**Stated task:**
Copy only the part of the entries below that opens with the line containing "For the pointing benchmark, tag the hillside" and runs through the end of the entries, reproducing every line in it. In the answers alone, add -34 to each x and y coordinate.

## start

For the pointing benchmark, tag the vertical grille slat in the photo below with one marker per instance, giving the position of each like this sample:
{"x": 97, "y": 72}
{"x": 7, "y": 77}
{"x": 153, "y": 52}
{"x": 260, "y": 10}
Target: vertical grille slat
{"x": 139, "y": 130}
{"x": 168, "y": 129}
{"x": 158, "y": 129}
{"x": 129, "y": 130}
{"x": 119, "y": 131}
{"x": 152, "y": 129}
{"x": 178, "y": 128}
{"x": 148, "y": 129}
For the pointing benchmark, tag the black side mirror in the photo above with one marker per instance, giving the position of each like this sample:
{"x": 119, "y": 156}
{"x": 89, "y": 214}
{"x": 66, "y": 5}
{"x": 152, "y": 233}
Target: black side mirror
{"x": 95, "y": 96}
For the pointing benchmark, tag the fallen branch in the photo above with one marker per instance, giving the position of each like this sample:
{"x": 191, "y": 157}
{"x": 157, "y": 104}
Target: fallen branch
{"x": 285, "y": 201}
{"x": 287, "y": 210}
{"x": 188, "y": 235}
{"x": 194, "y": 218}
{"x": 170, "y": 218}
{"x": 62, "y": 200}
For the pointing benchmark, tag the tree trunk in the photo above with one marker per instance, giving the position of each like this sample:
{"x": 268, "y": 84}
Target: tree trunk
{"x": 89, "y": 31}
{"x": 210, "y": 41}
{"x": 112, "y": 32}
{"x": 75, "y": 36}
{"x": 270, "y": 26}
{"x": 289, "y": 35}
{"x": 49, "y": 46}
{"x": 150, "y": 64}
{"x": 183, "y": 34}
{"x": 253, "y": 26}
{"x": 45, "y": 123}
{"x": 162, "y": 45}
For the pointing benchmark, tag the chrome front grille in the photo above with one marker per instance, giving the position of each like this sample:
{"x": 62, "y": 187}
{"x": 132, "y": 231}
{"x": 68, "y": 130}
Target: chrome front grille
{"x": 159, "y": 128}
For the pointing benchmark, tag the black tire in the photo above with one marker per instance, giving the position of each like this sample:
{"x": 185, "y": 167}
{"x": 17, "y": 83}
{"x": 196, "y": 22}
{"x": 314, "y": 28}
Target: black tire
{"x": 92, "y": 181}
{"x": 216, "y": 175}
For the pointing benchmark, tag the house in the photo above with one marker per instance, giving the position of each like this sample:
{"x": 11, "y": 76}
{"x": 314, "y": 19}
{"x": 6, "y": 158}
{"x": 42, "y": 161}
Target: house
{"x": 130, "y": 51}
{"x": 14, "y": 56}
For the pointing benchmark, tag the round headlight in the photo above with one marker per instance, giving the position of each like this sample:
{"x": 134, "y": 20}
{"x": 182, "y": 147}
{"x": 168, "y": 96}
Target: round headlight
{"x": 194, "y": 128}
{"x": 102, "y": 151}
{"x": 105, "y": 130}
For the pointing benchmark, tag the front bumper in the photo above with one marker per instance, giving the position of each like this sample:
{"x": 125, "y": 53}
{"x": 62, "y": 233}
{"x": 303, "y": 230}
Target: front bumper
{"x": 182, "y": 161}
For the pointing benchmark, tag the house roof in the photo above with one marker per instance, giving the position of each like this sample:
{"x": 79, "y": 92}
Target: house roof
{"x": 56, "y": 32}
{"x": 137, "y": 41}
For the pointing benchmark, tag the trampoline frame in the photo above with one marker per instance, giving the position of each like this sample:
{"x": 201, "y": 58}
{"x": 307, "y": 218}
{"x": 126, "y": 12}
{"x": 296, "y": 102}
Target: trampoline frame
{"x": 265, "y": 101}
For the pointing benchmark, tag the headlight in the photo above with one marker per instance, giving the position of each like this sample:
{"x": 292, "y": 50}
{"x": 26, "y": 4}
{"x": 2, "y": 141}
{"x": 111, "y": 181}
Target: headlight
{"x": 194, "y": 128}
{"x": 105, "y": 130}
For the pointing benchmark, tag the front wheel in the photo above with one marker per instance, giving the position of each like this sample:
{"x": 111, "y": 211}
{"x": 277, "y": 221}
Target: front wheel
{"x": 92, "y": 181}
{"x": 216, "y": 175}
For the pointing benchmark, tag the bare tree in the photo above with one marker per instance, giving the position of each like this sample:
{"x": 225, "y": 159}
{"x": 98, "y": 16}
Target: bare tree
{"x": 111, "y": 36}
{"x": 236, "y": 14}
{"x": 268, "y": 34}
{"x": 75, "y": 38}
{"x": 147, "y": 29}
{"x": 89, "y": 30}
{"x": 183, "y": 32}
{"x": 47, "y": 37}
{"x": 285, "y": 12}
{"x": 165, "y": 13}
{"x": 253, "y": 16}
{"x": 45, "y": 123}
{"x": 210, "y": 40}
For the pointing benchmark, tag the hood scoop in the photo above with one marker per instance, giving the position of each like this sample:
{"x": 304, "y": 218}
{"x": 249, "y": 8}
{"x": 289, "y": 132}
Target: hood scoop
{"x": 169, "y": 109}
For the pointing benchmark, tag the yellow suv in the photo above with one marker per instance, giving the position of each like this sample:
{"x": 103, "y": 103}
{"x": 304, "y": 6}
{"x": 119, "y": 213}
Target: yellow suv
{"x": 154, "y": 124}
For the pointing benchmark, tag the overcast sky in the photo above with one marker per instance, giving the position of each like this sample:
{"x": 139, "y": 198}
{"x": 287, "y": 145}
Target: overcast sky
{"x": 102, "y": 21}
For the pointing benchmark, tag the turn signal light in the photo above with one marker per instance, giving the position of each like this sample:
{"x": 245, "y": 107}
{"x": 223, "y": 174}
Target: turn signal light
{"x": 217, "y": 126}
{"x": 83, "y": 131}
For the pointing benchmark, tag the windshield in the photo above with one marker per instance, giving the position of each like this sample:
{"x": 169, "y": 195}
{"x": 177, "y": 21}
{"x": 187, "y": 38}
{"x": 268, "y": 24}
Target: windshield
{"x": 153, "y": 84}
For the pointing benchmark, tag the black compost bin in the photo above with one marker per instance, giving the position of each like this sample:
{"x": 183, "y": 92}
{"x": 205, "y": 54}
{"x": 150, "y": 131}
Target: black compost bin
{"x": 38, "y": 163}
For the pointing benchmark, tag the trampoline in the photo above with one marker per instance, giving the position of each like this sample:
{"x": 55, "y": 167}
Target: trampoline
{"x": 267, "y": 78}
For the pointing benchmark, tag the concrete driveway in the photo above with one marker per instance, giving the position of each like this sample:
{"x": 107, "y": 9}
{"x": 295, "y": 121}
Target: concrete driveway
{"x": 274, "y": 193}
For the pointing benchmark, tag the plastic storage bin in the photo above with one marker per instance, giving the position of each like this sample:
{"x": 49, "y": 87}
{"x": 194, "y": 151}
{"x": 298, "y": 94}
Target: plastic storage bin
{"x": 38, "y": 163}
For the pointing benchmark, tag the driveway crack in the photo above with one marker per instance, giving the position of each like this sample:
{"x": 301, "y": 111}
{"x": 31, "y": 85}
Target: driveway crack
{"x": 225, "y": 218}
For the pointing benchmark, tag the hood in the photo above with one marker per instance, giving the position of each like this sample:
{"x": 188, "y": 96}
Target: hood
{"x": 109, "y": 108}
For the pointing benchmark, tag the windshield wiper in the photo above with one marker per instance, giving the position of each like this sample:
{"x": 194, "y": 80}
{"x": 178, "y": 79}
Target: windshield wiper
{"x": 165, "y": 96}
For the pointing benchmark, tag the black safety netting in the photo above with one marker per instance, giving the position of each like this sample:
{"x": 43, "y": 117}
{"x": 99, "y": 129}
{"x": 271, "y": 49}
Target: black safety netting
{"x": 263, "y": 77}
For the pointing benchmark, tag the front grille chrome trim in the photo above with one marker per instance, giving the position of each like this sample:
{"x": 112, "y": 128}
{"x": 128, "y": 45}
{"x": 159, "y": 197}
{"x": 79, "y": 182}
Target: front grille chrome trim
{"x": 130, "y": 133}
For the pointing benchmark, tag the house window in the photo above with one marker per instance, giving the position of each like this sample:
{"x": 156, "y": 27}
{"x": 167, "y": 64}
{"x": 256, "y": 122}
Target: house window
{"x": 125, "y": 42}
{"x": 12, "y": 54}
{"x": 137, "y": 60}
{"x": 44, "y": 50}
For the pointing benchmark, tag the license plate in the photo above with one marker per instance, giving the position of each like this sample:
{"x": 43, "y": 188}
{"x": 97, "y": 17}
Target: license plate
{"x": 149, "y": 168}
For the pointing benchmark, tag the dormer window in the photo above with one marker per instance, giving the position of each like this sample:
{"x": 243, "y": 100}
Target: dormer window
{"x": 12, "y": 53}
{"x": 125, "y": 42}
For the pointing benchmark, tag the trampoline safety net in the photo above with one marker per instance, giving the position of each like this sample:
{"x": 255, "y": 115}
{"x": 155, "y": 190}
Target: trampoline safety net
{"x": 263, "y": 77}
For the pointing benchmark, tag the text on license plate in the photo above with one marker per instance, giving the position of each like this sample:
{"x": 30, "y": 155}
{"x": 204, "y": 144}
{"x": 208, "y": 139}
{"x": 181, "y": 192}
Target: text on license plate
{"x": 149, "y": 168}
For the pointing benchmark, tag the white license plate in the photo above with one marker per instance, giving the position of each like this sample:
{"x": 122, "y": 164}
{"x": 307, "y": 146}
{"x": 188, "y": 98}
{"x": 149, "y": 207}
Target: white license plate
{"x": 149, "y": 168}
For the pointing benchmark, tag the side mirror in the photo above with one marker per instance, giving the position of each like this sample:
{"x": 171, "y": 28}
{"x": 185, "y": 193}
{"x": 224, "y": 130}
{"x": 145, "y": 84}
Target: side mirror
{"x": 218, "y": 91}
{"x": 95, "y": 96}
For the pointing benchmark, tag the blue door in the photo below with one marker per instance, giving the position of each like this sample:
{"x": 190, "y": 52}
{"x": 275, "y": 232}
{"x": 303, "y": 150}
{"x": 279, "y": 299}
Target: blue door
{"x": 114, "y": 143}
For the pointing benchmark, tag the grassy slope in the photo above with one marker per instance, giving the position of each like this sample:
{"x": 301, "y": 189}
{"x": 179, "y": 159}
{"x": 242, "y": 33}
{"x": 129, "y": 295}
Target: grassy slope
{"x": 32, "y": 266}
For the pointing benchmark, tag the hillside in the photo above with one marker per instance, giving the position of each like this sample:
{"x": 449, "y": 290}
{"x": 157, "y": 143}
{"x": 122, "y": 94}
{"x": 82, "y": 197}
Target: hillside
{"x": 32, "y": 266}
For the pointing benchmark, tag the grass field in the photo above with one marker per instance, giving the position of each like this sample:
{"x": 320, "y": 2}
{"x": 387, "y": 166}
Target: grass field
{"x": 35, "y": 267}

## end

**Output of the exercise:**
For the pointing benchmark, tag the hillside in the photo above with one marker per instance, giving the position of each like this sample:
{"x": 449, "y": 290}
{"x": 157, "y": 143}
{"x": 122, "y": 94}
{"x": 82, "y": 197}
Target: hillside
{"x": -2, "y": 232}
For the pointing benchmark, tag the grass field in the photo above with one marker per instance, giving the position of each like this sample:
{"x": 320, "y": 2}
{"x": 387, "y": 166}
Target: grass field
{"x": 1, "y": 233}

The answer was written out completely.